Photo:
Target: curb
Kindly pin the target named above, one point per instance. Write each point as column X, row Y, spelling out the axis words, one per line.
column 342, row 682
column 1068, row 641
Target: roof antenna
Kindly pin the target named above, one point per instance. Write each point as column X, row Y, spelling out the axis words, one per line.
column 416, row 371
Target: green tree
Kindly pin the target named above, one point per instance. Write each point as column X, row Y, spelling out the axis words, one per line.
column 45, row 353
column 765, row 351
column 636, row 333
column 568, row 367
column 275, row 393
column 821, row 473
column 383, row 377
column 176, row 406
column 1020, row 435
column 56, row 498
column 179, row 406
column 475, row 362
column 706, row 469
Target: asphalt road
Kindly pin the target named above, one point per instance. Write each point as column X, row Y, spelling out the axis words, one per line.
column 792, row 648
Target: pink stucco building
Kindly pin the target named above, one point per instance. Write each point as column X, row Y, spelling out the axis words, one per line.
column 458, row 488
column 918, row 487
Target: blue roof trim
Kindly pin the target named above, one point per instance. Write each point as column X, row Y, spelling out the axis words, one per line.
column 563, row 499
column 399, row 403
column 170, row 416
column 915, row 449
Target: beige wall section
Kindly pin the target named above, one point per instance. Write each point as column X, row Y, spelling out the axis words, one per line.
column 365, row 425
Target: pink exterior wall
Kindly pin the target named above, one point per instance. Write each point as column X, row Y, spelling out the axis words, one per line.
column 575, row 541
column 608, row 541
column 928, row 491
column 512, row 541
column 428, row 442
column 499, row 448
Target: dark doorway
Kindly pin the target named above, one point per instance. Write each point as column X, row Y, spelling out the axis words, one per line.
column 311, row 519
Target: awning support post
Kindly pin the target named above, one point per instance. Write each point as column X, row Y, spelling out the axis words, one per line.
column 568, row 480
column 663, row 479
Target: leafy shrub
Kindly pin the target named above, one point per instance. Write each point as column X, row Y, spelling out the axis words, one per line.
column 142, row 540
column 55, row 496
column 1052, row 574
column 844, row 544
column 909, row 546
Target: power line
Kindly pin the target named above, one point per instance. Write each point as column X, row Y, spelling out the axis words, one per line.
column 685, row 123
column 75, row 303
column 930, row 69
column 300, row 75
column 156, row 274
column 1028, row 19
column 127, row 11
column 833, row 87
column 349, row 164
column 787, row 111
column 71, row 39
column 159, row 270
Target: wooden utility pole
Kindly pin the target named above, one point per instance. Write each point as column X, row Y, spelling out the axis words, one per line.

---

● Written exercise: Write out every entry exactly as given.

● Output:
Photo:
Target: curb
Kindly pin the target named above, one point per instance. Write each point as column X, row Y, spelling out the axis words, one per line.
column 342, row 682
column 1068, row 641
Target: roof antenna
Kindly pin the target named above, one point per instance. Write each point as column X, row Y, spelling out the axis words, one per line.
column 416, row 371
Target: green tree
Kindly pin the target named above, one point per instance. Write each point as column X, row Y, spelling out the axis words, one per line.
column 45, row 353
column 765, row 351
column 636, row 333
column 568, row 367
column 275, row 393
column 821, row 473
column 383, row 377
column 176, row 406
column 1020, row 435
column 56, row 498
column 179, row 406
column 475, row 362
column 706, row 469
Target: asphalt road
Kindly pin the target named above, one point per instance. Write each point as column X, row Y, spelling out the axis words, one per line.
column 792, row 648
Target: pink stucco building
Kindly pin the target named above, one point per instance. Write each point as column X, row Y, spelling out the axis words, one per line.
column 458, row 488
column 918, row 487
Target: blue roof trim
Kindly pin the target named above, one point per instance. Write each point as column X, row Y, spelling out the axis words, one per line.
column 563, row 499
column 399, row 403
column 170, row 416
column 915, row 449
Target: beige wall section
Kindly pin the target named above, one point per instance. Write each point as column X, row Y, spelling out the axis words, one per line.
column 365, row 425
Target: pink exterior wall
Kindly pin the target named above, one point per instance. Write each point as column X, row Y, spelling out the axis words, one per line.
column 575, row 541
column 608, row 541
column 928, row 491
column 512, row 541
column 428, row 442
column 499, row 448
Target: dark doorway
Kindly pin the target named above, one point per instance. Write each point as column X, row Y, spelling out the axis words, one per line.
column 311, row 519
Target: awning support post
Kindly pin the target named above, one point per instance. Write each point as column X, row Y, spelling out the axis words, one per line.
column 568, row 480
column 663, row 479
Target: leafy shrub
Kindly pin the target named above, one point per instance. Write each point as column X, row Y, spelling out the axis words, one per line.
column 142, row 540
column 55, row 496
column 1052, row 574
column 844, row 544
column 909, row 546
Target: power line
Kindly pin the target named above, one point per instance. Write each point as column X, row Y, spelling out the axis words, one per line.
column 685, row 123
column 75, row 303
column 930, row 69
column 300, row 75
column 156, row 274
column 1028, row 19
column 127, row 11
column 833, row 87
column 349, row 164
column 787, row 111
column 71, row 39
column 159, row 270
Target: wooden utility pole
Kindly pin the target named above, one point per instance. Write each point as column X, row Y, spelling out the axis words, one per line.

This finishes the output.